◆ Dataset records

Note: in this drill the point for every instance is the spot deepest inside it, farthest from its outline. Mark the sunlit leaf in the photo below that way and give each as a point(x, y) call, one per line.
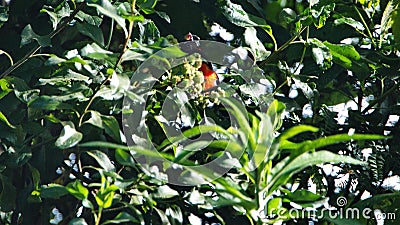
point(102, 159)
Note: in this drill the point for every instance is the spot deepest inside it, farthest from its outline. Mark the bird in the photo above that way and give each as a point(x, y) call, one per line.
point(211, 79)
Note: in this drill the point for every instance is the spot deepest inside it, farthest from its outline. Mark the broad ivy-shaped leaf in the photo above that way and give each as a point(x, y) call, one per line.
point(108, 123)
point(256, 46)
point(106, 8)
point(61, 11)
point(321, 53)
point(5, 120)
point(92, 31)
point(102, 159)
point(69, 137)
point(348, 57)
point(28, 35)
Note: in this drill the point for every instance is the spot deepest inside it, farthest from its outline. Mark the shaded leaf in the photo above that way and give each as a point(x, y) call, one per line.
point(69, 137)
point(28, 35)
point(106, 8)
point(77, 190)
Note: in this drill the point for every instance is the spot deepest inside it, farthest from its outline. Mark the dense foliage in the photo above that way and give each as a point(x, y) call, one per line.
point(318, 120)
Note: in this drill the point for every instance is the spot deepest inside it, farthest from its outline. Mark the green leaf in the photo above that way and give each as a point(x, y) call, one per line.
point(108, 123)
point(77, 221)
point(321, 12)
point(5, 120)
point(53, 191)
point(321, 53)
point(69, 137)
point(28, 35)
point(47, 103)
point(329, 140)
point(146, 6)
point(256, 46)
point(124, 158)
point(136, 149)
point(165, 192)
point(5, 86)
point(396, 26)
point(347, 56)
point(300, 195)
point(106, 8)
point(8, 194)
point(102, 159)
point(122, 217)
point(92, 31)
point(238, 16)
point(62, 11)
point(94, 51)
point(293, 131)
point(77, 190)
point(351, 22)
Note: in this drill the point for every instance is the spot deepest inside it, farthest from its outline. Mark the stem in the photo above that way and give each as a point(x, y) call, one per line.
point(110, 35)
point(365, 25)
point(133, 6)
point(8, 56)
point(98, 217)
point(38, 47)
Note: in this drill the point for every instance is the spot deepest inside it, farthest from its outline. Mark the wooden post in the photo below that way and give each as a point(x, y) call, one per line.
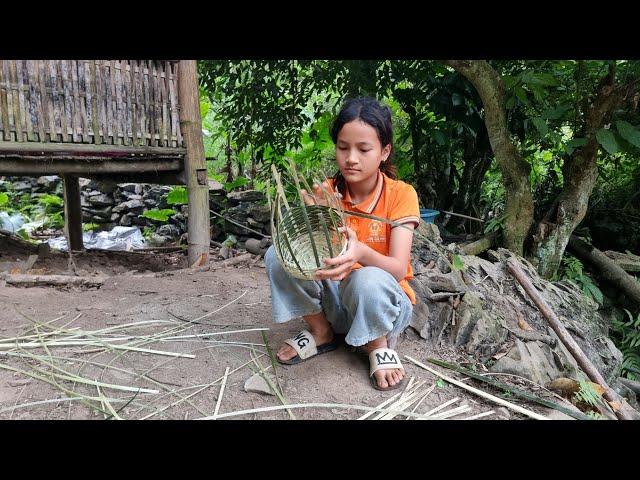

◆ Aim of the exercise
Could you copy everything from the start of the records down to the line containing "point(318, 120)", that line included, with the requests kept as they are and every coordinate in the answers shifted up by 103? Leave the pictures out.

◆ Written response
Note: in this drill the point for every instance is the spot deepest inside it, farthest from its outline. Mark the sunlit leaf in the photo below that way and give each as a point(x, y) call, one per line.
point(205, 262)
Note: in this drill the point for every instance is the spot deepest inside it, farthest from its outline. Mark the bird in the photo above that way and give each as a point(x, y) call, one per line.
point(314, 182)
Note: in this drill the point for every instance is the spot deepest inside it, farthest from its outline. Mark the broad ivy-shaped leaf in the photo above that way and give each as a point(x, y) call, one per line.
point(211, 226)
point(359, 149)
point(209, 111)
point(164, 114)
point(424, 156)
point(108, 223)
point(195, 134)
point(205, 262)
point(172, 240)
point(451, 160)
point(131, 138)
Note: in this drill the point for every instance is the spot deepest inside it, farthest from its outline. Mark the shaded leaf in the photo above that way and give each as a point(x, y) call, one per line.
point(172, 240)
point(131, 138)
point(209, 111)
point(180, 293)
Note: in this drill the point for every instance is the spot deepest inside it, farthest from its outline. Mark the dense foliage in the photo above that way and give each as a point(x, y) call, one per line.
point(421, 223)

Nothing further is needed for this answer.